Task objective =
Nothing should be left out when you copy the entries below.

Working data =
────

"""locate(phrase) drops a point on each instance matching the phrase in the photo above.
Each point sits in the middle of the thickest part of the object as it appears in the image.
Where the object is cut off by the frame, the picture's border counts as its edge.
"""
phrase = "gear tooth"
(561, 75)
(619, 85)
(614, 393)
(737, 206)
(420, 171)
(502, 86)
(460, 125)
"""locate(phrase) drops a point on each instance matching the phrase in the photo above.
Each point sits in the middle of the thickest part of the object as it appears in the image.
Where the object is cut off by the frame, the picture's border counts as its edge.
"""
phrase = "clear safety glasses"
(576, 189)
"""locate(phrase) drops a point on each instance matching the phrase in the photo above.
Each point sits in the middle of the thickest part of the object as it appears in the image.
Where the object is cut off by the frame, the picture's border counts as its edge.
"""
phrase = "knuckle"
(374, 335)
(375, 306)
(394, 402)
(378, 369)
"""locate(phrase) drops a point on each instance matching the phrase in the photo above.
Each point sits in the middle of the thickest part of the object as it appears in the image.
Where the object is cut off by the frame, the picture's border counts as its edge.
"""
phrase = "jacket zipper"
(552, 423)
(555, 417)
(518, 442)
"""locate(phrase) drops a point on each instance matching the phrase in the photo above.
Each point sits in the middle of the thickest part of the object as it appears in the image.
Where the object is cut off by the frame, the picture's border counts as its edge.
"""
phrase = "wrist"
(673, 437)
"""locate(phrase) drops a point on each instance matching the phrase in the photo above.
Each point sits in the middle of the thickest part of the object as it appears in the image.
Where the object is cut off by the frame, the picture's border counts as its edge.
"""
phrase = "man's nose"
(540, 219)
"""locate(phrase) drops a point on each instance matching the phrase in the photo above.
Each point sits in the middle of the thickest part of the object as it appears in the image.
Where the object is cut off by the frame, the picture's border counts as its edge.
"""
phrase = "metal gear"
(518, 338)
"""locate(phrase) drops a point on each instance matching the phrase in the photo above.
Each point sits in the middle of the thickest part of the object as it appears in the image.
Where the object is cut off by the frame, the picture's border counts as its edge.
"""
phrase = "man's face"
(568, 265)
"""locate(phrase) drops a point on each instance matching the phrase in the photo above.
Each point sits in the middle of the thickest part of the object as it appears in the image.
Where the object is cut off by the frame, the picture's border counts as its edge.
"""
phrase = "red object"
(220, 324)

────

The completed task =
"""locate(phrase) drops a point on each instance matching the phrase in the photo above.
Each point sits in the middle of the thickest part of the object as it appears in the image.
Where the object is cut off by the frame, the picture's border counts as its edge.
"""
phrase = "gear tooth"
(561, 75)
(619, 85)
(614, 393)
(737, 206)
(420, 171)
(502, 86)
(460, 125)
"""locate(phrase) drops a point on each instance matching the phrase in the photo above.
Each point sits in the middle of the thickest part of the object as it appears in the image.
Where the object is cut off by the frame, the picture's border counts as its edge.
"""
phrase = "clear safety glasses"
(576, 189)
"""locate(phrase) drops a point on each instance matching the phrase in the photo above.
Each point sits in the middle of the thickest part of the object as it appears in the image.
Where the object is cut off by the frame, the picture's border counts as its edge.
"""
phrase = "knuckle"
(374, 335)
(375, 306)
(394, 402)
(378, 369)
"""locate(phrase) drops a point on each instance matching the phrase in the photo above.
Each point sits in the middle of the thickest part of the object as it appears in the image.
Where the object is cut off by the frame, the picture's border counts as its edge.
"""
phrase = "jacket zipper"
(552, 423)
(555, 417)
(518, 442)
"""locate(phrase) drops a point on each instance matching the phrase in the photo above.
Each point sits in the middle of the thickest part of the object as it appears in the image.
Where the object is cut off by the frame, the picture's border counts as its edge.
"""
phrase = "wrist"
(673, 437)
"""locate(phrase) drops a point on each instance matching the phrase in the photo above.
Each point sits in the middle of the thickest part of the object as it appears in the image.
Where the object is cut off by the frame, the picture's border counts as its edge.
"""
phrase = "man's nose"
(540, 219)
"""locate(phrase) drops a point on each instance matching the phrase in the photo above.
Each point sits in the middle of the thickest part of the object as it appears in the image.
Where the object is cut off by the frame, the picture's border counts as its edge.
"""
phrase = "metal gear"
(518, 338)
"""locate(phrase) drops a point on each instance matching the phrase in the photo above.
Each point sits in the middle of the thickest part of the object as it appears in the image.
Where the object is cut off by the frame, the picture's border counts as its edge.
"""
phrase = "man's face"
(568, 265)
"""locate(phrase) drops a point on each instance matching the phrase in the photo above.
Each point sits in the middle of the thickest part of the object as it appears in the image.
Where the object is cut off by the frame, the picture's border counts as its edge.
"""
phrase = "red object"
(220, 324)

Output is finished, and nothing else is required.